### Что нужно сделать
Повторите дословно отрывок из текста о московских больницах. Начните со слов, где есть «Младенческая смертность в», и остановитесь после «младенческая смертность? 6,1.».

━━ Текст упражнения ━━

Младенческая смертность в 2011 году была 6,4. Это при старом критерии живорожденности. Вы знаете, что это такое? Когда младенец больше одного килограмма весом считался живым. А теперь 500 граммов — живой. Знаете, какая у нас сейчас младенческая смертность? 6,1.
А средняя продолжительность жизни в Москве на шесть лет выше, чем в России. И уже точно такая же, как в Восточной Европе. В Чехии, например. Она ниже, чем в Западной Европе, но ненамного. Эти вещи надо оценивать. Это возможно только в том случае, если пациент попал в такую больницу, как 23-я, а не в 53-ю, не в 11-ю.
Знаете, как сейчас работает «скорая»? По принципу «Макдоналдса».
— То есть?
— Даже если это на другом конце города, но она привезет в ту больницу, где есть оборудование. Поэтому, если его нет в 53-й, нет в 11-й, они не могут участвовать в программе ОМС по интенсивным койкам. В этом и есть суть всей реформы.

━━━
━━ Список данных ━━

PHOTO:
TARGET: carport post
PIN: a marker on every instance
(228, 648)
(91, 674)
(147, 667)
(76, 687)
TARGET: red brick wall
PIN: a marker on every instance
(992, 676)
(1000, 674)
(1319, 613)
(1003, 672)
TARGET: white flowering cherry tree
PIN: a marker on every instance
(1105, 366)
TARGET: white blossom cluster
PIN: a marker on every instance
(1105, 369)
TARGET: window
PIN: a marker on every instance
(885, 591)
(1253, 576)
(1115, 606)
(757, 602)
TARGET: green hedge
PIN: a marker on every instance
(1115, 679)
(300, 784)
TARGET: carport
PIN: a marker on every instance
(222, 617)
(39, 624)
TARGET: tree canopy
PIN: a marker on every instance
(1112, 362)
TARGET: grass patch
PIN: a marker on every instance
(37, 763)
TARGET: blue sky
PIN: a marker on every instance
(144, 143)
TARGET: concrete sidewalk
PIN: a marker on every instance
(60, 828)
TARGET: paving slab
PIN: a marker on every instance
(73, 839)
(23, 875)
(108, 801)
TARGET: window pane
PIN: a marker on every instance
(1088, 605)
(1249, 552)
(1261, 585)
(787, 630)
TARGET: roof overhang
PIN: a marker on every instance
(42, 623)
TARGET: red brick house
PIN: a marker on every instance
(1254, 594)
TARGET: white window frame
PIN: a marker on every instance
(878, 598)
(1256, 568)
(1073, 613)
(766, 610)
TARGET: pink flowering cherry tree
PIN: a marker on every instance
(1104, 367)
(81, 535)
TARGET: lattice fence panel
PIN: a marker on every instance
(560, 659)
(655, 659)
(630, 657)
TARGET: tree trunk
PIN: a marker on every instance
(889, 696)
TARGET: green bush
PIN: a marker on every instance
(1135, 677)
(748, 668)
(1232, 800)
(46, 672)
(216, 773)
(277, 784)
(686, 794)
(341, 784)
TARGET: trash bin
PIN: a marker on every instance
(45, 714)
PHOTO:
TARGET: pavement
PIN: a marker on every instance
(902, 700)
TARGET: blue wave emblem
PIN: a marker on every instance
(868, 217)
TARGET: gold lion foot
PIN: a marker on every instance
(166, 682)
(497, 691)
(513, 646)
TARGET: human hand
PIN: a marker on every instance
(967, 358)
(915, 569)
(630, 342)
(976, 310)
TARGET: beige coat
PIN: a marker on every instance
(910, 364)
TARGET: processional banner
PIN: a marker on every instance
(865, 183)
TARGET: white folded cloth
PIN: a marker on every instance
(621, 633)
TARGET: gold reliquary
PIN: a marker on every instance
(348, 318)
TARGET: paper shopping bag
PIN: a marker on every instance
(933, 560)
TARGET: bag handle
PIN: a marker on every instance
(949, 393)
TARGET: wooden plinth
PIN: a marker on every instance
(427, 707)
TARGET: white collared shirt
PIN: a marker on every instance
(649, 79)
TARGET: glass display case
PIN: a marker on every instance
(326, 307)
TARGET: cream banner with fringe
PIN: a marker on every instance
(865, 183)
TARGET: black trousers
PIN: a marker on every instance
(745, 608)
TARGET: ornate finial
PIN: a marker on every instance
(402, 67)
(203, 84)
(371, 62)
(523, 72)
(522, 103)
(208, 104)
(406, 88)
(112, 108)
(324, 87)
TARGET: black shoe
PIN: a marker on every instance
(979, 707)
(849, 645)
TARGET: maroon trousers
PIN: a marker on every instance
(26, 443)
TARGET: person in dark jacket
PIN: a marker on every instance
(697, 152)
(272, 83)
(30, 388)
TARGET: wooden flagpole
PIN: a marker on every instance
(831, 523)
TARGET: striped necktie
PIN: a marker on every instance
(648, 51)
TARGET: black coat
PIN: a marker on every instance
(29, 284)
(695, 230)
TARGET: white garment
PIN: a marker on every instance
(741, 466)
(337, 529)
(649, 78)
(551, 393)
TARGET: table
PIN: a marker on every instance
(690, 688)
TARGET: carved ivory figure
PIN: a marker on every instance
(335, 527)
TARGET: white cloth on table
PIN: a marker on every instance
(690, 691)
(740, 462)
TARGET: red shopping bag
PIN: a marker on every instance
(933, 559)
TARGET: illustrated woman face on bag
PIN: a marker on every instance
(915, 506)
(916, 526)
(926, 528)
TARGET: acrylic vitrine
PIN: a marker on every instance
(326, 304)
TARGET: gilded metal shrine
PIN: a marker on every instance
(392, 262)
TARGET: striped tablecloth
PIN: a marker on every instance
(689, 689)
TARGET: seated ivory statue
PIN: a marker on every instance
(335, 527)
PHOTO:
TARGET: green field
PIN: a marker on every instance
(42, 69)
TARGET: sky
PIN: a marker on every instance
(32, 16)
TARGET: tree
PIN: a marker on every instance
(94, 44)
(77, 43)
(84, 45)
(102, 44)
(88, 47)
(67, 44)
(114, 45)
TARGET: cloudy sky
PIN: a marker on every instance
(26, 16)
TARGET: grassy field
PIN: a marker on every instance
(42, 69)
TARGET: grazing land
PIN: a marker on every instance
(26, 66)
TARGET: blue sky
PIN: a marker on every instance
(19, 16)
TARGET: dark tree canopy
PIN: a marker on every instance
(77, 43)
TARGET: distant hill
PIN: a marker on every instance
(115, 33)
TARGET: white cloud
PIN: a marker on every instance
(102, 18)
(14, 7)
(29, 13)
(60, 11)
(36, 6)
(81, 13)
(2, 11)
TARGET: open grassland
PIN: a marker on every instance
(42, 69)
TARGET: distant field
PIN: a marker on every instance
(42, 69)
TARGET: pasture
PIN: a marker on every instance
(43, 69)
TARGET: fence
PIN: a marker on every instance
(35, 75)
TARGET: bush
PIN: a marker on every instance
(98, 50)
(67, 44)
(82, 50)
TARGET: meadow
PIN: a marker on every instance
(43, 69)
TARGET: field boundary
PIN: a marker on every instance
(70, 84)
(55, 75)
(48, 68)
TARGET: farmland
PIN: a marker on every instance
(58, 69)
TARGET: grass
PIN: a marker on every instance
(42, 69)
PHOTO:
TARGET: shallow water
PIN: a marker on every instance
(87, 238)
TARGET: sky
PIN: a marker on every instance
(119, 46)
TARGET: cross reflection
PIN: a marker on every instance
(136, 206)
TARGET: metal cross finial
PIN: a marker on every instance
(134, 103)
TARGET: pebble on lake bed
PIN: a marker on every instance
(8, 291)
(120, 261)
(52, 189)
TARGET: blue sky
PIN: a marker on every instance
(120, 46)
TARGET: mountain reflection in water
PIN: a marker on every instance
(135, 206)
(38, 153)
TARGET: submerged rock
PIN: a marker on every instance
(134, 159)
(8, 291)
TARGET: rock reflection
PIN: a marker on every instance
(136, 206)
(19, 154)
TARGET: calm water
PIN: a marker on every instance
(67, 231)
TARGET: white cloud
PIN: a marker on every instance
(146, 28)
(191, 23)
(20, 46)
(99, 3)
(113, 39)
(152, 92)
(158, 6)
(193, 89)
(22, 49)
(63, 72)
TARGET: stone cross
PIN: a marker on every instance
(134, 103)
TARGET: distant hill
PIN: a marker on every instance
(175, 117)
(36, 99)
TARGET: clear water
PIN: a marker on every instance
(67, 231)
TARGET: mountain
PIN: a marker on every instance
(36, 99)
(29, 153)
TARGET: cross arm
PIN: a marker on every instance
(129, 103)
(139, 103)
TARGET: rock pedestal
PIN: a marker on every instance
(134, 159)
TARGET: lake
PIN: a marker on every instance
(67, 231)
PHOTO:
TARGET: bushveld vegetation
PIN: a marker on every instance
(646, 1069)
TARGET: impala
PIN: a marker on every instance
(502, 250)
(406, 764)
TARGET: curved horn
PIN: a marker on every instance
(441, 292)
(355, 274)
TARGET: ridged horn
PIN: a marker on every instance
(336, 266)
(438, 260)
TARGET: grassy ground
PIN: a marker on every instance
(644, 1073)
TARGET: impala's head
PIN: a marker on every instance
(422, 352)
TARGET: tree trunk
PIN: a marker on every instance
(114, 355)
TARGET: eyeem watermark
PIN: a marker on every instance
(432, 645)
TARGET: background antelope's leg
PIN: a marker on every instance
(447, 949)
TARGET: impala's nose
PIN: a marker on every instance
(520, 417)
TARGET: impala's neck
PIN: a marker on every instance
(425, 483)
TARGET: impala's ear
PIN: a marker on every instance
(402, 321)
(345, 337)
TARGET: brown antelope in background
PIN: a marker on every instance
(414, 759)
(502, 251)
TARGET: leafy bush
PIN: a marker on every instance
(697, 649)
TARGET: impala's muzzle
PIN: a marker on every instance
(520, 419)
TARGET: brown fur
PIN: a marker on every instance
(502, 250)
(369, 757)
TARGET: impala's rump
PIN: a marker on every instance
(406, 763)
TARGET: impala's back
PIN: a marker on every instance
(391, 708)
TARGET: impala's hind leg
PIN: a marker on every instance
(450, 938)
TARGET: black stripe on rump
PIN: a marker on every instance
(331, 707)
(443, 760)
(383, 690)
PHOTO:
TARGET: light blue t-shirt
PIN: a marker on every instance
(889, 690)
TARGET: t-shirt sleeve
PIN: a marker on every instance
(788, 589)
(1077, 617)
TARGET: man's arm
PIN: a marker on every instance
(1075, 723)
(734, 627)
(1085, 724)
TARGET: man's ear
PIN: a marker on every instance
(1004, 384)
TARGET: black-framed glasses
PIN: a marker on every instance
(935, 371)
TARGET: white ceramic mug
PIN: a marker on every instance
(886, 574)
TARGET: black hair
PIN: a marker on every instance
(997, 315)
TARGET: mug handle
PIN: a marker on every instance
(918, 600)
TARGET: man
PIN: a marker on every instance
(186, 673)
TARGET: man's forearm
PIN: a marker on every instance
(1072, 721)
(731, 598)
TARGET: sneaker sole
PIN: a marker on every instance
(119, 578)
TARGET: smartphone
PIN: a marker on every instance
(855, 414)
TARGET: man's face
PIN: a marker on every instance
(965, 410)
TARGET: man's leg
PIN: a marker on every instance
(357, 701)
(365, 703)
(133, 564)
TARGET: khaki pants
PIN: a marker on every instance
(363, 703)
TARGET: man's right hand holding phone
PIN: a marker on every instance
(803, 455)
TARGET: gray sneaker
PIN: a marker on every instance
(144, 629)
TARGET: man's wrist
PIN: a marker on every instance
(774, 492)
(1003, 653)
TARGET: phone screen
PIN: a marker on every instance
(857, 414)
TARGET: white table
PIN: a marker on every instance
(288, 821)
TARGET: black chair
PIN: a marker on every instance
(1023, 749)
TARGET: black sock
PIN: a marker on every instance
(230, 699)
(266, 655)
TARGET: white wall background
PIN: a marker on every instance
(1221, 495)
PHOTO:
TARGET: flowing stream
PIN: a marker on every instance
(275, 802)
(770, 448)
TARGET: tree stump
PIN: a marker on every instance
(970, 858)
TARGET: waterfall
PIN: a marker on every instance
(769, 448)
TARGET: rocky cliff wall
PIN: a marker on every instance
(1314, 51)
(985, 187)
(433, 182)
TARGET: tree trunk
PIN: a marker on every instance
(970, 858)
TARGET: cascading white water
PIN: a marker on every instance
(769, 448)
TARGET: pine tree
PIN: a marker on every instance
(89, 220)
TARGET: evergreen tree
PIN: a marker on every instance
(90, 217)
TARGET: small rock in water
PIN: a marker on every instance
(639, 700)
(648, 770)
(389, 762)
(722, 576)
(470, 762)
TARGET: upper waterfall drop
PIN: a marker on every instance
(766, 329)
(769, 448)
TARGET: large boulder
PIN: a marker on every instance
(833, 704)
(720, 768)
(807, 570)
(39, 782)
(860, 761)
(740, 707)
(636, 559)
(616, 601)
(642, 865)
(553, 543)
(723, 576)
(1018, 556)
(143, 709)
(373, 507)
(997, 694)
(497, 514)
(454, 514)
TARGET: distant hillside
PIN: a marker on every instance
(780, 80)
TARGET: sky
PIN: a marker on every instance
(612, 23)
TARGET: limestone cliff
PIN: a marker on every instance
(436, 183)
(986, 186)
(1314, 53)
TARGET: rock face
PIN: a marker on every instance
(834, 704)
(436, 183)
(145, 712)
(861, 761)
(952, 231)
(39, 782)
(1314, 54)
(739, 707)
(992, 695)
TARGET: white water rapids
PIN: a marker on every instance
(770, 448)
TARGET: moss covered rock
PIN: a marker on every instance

━━━

### Ответ
Младенческая смертность в 2011 году была 6,4. Это при старом критерии живорожденности. Вы знаете, что это такое? Когда младенец больше одного килограмма весом считался живым. А теперь 500 граммов — живой. Знаете, какая у нас сейчас младенческая смертность? 6,1.